• Input material
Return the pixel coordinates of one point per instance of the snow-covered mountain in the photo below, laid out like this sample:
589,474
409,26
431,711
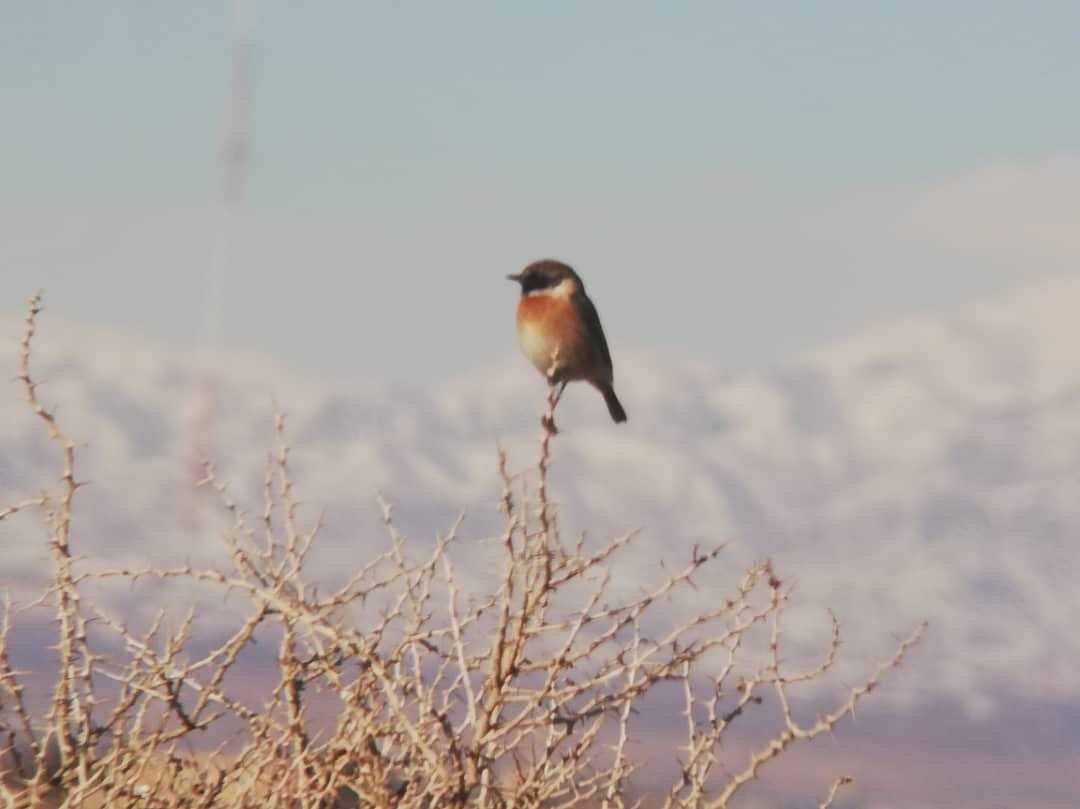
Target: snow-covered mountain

==

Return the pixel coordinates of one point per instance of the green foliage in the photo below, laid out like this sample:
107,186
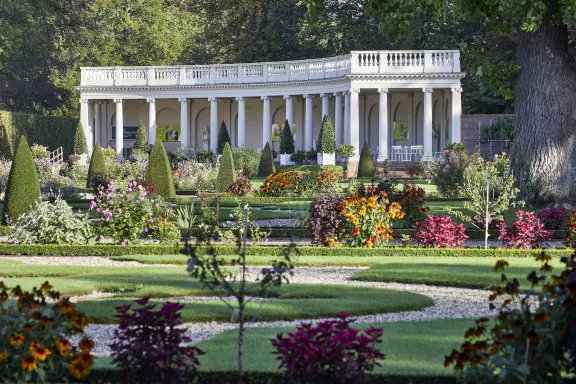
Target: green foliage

• What you should do
Every line of the data that includes the word "Target" should be copied.

• Response to the task
Target: snow-covered mountain
Target: green foliage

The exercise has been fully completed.